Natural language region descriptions
= Beginning of Section =

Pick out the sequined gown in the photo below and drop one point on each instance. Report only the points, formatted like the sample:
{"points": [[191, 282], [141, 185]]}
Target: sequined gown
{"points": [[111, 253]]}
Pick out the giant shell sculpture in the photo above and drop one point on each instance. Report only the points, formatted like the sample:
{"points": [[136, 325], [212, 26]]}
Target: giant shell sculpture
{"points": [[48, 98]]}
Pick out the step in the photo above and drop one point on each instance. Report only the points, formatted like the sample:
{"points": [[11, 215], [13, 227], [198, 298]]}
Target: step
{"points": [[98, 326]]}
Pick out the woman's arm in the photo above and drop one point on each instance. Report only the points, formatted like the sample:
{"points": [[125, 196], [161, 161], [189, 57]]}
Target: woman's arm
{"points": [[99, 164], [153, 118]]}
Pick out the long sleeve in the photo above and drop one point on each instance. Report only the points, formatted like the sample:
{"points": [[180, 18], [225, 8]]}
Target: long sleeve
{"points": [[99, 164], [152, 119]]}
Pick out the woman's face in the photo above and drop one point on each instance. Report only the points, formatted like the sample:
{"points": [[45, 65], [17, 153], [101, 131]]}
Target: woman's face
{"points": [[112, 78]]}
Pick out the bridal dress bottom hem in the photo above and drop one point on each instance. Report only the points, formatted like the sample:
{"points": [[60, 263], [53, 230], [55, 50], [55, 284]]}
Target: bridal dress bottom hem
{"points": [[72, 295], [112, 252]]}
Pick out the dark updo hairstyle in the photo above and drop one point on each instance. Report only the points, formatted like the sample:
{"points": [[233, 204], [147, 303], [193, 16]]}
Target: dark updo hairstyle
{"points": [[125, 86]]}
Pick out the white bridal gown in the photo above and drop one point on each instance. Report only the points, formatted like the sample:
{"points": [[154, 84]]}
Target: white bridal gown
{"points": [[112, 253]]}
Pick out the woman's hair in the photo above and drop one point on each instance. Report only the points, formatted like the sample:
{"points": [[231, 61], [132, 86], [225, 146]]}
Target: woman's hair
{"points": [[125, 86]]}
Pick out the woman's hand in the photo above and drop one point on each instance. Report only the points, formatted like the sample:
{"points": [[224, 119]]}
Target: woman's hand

= End of Section =

• **EXERCISE INSTRUCTIONS**:
Starting with the line that contains "Target: woman's face", copy each line through the end of the data exactly, and leave out all earlier lines.

• **FINISHED TASK**:
Target: woman's face
{"points": [[112, 78]]}
Pick out the bridal dress bottom hem in the photo above and drop one point on each instance. Report only the points, formatted like the sample:
{"points": [[60, 263], [53, 230], [55, 50], [55, 284]]}
Target: bridal dress bottom hem
{"points": [[72, 295], [112, 252]]}
Pick out the dark updo hairstyle in the photo above and drop one point on each instance. Report only the points, formatted like the sample:
{"points": [[233, 204], [147, 303], [193, 16]]}
Target: dark updo hairstyle
{"points": [[125, 86]]}
Pick out the white bridal gown in the photo above and drop one point on each instance. Report only the points, formatted like the sample:
{"points": [[154, 84]]}
Target: white bridal gown
{"points": [[112, 253]]}
Pick out the woman's hair in the photo above and drop one point on each instance. Report only the points, formatted like the sample:
{"points": [[231, 61], [132, 86], [225, 146]]}
Target: woman's hair
{"points": [[125, 86]]}
Pick out the woman's hand in the photo above and drop one point on each instance. Report only the points, formatted like the sample:
{"points": [[224, 119]]}
Target: woman's hand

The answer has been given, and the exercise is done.